* _AIM OF THE TASK_:
Answer these questions using the coffee shop creativity text below, one answer per line:
1. Which university were the researchers from?
2. In which journal were the results published?
3. At roughly what decibel level was the noise too distracting?

When is it OK to give up on a boring book? Add to ...

Coffee shop creativity

“In a series of experiments that looked at the effects of noise on creative thinking, researchers at the University of Illinois at Urbana-Champaign had participants brainstorm for new products while they were exposed to varying levels of background noise,” says The New York Times. “Their results, published in the Journal of Consumer Research, found that a level of ambient noise typical of a bustling coffee shop or a television playing in a living room, about 70 decibels, enhanced performance compared with the relative quiet of 50 decibels. A higher level of noise, however, about 85 decibels, roughly the noise level generated by a blender or a garbage disposal, was too distracting, the researchers found.”

* _DATA_:
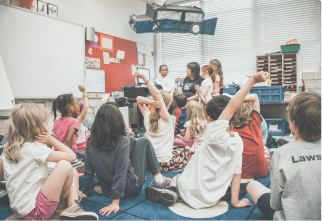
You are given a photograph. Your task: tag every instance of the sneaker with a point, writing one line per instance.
(164, 184)
(60, 207)
(77, 212)
(164, 196)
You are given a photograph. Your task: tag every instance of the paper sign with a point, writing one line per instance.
(120, 54)
(106, 57)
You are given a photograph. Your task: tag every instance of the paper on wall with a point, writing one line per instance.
(106, 57)
(120, 54)
(140, 59)
(140, 48)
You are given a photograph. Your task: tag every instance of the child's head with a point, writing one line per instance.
(216, 105)
(207, 70)
(305, 116)
(216, 65)
(181, 100)
(25, 122)
(155, 116)
(195, 114)
(242, 115)
(173, 108)
(67, 105)
(108, 127)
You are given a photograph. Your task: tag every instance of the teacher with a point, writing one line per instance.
(193, 78)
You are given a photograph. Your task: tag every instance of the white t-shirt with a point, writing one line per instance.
(207, 176)
(204, 84)
(25, 178)
(197, 140)
(162, 141)
(81, 134)
(167, 83)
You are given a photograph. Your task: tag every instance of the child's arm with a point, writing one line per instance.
(253, 98)
(157, 97)
(69, 137)
(82, 115)
(62, 153)
(235, 186)
(187, 135)
(238, 99)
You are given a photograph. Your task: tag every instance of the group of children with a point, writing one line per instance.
(215, 139)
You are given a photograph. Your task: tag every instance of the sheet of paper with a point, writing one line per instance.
(106, 57)
(140, 59)
(140, 48)
(120, 54)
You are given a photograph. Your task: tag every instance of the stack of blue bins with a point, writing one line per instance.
(271, 94)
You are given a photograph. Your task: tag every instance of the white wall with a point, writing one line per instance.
(106, 16)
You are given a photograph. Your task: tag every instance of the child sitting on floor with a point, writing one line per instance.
(66, 128)
(33, 194)
(217, 162)
(159, 128)
(195, 127)
(120, 166)
(247, 123)
(295, 169)
(181, 116)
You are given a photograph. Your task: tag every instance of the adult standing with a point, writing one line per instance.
(217, 78)
(193, 78)
(166, 82)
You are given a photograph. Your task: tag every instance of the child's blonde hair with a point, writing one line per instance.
(198, 121)
(25, 122)
(242, 115)
(155, 116)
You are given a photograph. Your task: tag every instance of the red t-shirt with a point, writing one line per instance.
(254, 162)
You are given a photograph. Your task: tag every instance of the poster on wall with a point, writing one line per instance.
(92, 62)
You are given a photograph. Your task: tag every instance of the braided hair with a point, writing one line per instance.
(61, 102)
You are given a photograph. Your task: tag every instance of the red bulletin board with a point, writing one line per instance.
(117, 75)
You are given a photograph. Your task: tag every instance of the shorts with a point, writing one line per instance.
(44, 208)
(263, 204)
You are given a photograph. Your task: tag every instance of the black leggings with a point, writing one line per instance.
(141, 154)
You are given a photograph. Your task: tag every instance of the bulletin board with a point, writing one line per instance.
(117, 75)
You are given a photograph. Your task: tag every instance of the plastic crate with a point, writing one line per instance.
(290, 48)
(231, 90)
(272, 94)
(277, 126)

* _RESPONSE TO THE EXERCISE_:
1. The University of Illinois at Urbana-Champaign
2. The Journal of Consumer Research
3. About 85 decibels